→ **Task to carry out**
In your copy of the data below, reproduce every entry exactly and omit the pictures.

Referring expression pointing data

_ _ _

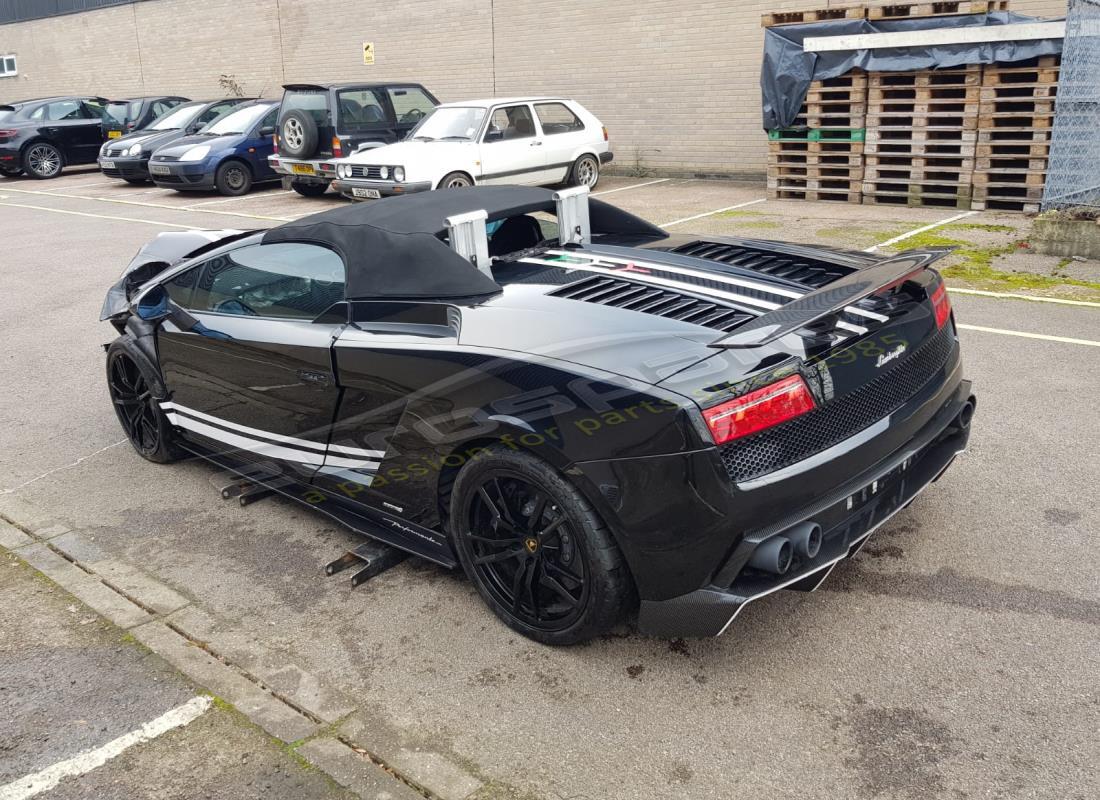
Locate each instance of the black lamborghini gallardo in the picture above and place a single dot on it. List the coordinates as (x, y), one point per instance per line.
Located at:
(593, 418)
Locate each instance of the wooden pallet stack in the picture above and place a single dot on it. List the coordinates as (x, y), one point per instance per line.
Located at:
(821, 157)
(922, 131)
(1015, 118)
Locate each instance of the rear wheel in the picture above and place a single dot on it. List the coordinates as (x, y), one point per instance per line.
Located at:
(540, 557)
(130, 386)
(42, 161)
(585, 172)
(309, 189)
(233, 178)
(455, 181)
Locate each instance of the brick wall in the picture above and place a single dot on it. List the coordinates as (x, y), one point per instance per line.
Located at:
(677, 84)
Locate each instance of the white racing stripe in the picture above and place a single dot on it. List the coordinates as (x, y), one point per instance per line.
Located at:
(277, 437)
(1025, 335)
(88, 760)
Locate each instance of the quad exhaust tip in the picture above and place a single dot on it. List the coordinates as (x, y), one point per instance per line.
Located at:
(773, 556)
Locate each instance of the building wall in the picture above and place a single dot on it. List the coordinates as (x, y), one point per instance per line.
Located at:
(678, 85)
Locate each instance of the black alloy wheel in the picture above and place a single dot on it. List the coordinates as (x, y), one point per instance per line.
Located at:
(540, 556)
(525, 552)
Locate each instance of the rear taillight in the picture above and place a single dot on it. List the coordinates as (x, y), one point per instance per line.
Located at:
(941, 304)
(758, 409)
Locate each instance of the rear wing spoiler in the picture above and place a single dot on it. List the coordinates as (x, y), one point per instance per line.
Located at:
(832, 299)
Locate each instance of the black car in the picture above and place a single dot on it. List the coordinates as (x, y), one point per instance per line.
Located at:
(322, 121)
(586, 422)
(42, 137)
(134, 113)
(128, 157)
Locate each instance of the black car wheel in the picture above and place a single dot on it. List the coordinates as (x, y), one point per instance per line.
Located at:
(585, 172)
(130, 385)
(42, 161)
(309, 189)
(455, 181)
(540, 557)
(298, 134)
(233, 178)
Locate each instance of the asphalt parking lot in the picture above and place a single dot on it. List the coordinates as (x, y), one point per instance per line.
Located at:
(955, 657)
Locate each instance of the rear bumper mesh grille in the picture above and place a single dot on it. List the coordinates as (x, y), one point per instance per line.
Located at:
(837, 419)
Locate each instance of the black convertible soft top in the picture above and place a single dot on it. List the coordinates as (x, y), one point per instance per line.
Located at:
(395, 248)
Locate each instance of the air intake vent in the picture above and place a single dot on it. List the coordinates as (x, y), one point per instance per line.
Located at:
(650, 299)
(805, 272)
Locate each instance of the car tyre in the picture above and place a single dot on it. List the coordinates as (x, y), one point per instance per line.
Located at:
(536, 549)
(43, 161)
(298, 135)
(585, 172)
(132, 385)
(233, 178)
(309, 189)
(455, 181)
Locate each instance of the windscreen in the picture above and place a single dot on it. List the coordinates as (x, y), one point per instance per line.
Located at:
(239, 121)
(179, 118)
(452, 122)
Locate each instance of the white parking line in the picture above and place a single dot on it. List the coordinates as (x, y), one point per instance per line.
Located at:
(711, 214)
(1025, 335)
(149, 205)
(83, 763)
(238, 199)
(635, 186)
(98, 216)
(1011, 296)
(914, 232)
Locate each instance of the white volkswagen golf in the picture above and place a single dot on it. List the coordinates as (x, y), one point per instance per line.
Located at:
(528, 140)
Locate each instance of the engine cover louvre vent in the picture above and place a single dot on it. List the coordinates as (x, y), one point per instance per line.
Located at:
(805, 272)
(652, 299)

_ _ _

→ **Answer for this exercise**
Locate each instance of the black lamborghini gallardo in the picture above and place a single dot on it. List the coordinates as (x, y), one point per instance per line.
Located at:
(593, 418)
Locate each instance of the wooden pallet stack in the picture above and place a single dot on it. List the coordinates as (x, y), one point per instance per line.
Located at:
(821, 157)
(922, 131)
(1015, 118)
Locate each instance of the rear wheel in the picture above and place a single dot on it. List the coordinates as (x, y), one point per instance per line.
Located at:
(540, 557)
(130, 386)
(42, 161)
(585, 172)
(309, 189)
(233, 178)
(455, 181)
Locate each instance of the brick wall in the picture above and place a single dot on it. List the coordinates as (x, y), one point per instance per line.
Located at:
(677, 84)
Locate each instance of the white racing stripe in the picture above and place a single dot on it. List the coordinates as (x, y), one point per instance per line.
Located at:
(277, 437)
(1025, 335)
(88, 760)
Locate each instance of the quad exhaust tip in the picture above and place a single dot on it. List the coordinates as (x, y), one point per instance per line.
Located at:
(773, 556)
Locate each instance of the building wall in the picture above and place a single dot on it. List the coordinates as (x, y), one point per instance per line.
Located at:
(678, 85)
Locate each instance of the black alloy wheel in the picture above and place a single dot on it. List the coordinates as (x, y), one point per instance per line.
Located at:
(540, 556)
(525, 552)
Locate each instance of the rear taillight in the picture above and place a single dot on it. List the coordinates as (x, y), one point per instance per line.
Located at:
(941, 304)
(758, 409)
Locate each instance of the rear wing spoiler in the picture above and place a single dot on it. List the coordinates as (x, y), one point per instance per line.
Located at:
(832, 299)
Locate each instance of the black car in the picture above and place a single dot on it. List the coordinates as (x, y), one point per instance per line.
Located at:
(322, 121)
(586, 422)
(42, 137)
(134, 113)
(128, 157)
Locate each instance of the black car wheel in the picture above and place a single dot on it. List the coordinates as (x, y), one point per instance per line.
Located at:
(585, 172)
(130, 385)
(42, 161)
(309, 189)
(455, 181)
(540, 557)
(298, 134)
(233, 178)
Locate each instance of the asphalt parking lot in the picture above and place a single dot on it. List the coordinates as (x, y), one point per instance per line.
Located at:
(955, 657)
Locate each instance of the rear bumper mesh grille in the picture above and place a single dot on it. List the coordinates as (x, y), one point per instance per line.
Located at:
(837, 419)
Locate each instance of the black convertible soft top in the picture above and place a single dot on it. List the coordinates as (x, y), one point per instance per line.
Located at:
(395, 248)
Locate each instance of the air intake vent in the picture above and place a single dot on it. List the coordinates as (x, y), one point per instance per line.
Located at:
(650, 299)
(805, 272)
Locate each instance of the car tyre in the picture above and place a single dot on it. List the coordinates as (x, y), one point per instance per line.
Located at:
(536, 549)
(43, 161)
(298, 135)
(585, 172)
(132, 385)
(233, 178)
(309, 189)
(455, 181)
Locate each instance of the windscreen in the picture above and place a single dot on it. List the coordinates as (x, y), one point per instance per line.
Located at:
(239, 121)
(179, 118)
(452, 122)
Locate each instance of the white parking line in the picture above and place a single dot on it. List the coordinates as (x, y), one point per instance per line.
Located at:
(711, 214)
(1025, 335)
(149, 205)
(83, 763)
(238, 199)
(635, 186)
(98, 216)
(1011, 296)
(914, 232)
Locate each instance of the white volkswagen golf in the picture above and place a single dot on it. List the coordinates as (x, y), one point per instance per line.
Located at:
(528, 140)
Locate each instance of the engine cover louvre vent in the picture above and place a single dot on it. List the coordinates as (x, y), one point per instance per line.
Located at:
(805, 272)
(652, 299)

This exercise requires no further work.